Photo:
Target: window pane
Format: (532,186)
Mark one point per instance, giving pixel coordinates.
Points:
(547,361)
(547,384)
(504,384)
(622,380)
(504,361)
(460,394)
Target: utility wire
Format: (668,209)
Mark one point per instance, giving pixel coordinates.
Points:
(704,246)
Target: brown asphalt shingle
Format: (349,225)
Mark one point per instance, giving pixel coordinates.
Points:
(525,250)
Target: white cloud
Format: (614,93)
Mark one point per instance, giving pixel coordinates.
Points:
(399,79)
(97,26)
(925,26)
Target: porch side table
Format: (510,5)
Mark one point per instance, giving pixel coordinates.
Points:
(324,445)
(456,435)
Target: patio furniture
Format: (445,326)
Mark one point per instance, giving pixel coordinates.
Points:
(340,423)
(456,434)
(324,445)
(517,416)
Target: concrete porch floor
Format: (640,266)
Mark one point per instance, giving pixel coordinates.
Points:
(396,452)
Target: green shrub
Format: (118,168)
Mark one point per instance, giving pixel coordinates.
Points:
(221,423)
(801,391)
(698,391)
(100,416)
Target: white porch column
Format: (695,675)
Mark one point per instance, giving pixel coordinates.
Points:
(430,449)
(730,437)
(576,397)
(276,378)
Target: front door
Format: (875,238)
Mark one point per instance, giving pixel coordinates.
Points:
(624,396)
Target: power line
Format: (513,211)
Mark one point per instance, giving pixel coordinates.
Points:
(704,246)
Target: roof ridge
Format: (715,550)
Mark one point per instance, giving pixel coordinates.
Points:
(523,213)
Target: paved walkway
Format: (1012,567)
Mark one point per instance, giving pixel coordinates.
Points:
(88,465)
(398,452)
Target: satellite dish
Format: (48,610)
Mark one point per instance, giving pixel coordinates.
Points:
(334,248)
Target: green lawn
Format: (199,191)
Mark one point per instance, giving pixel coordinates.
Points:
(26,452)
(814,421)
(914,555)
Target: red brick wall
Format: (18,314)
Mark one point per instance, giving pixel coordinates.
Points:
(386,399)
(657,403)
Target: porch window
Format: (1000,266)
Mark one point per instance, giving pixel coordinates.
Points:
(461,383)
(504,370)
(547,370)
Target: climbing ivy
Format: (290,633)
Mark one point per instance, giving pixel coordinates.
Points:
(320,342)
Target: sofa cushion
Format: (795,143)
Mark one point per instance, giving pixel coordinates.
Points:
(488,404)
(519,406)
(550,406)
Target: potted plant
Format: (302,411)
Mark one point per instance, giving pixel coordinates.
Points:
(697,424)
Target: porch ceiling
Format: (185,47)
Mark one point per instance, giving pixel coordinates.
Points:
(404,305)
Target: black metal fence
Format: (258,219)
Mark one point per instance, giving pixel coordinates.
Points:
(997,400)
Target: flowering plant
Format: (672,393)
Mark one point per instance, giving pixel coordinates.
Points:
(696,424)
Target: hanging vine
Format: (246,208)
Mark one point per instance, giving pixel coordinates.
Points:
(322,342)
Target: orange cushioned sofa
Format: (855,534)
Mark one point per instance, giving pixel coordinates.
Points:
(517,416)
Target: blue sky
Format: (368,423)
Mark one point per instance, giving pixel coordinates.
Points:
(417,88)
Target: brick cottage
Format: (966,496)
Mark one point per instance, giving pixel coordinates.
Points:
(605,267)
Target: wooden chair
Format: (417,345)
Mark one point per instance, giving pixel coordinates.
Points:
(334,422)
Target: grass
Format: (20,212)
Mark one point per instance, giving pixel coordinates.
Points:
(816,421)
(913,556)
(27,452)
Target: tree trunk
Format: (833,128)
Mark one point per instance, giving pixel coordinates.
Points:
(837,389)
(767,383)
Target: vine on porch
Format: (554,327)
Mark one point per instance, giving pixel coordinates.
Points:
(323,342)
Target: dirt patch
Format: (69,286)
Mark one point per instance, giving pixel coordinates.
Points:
====================
▶ **YOUR TASK**
Set down exactly the lines that begin the records and continue through the line bearing "Format: (614,93)"; include both ends.

▶ **SOLUTION TO THIS EXERCISE**
Photo:
Target: window pane
Format: (532,186)
Mark one point per instance, giving pixel coordinates.
Points:
(547,361)
(547,384)
(504,384)
(622,380)
(504,361)
(460,394)
Target: utility wire
Format: (668,209)
Mark one point per instance, giving pixel coordinates.
Points:
(704,246)
Target: brown asphalt shingle
Format: (349,225)
Mark one point per instance, giving pixel coordinates.
Points:
(525,250)
Target: white cloud
Format: (614,93)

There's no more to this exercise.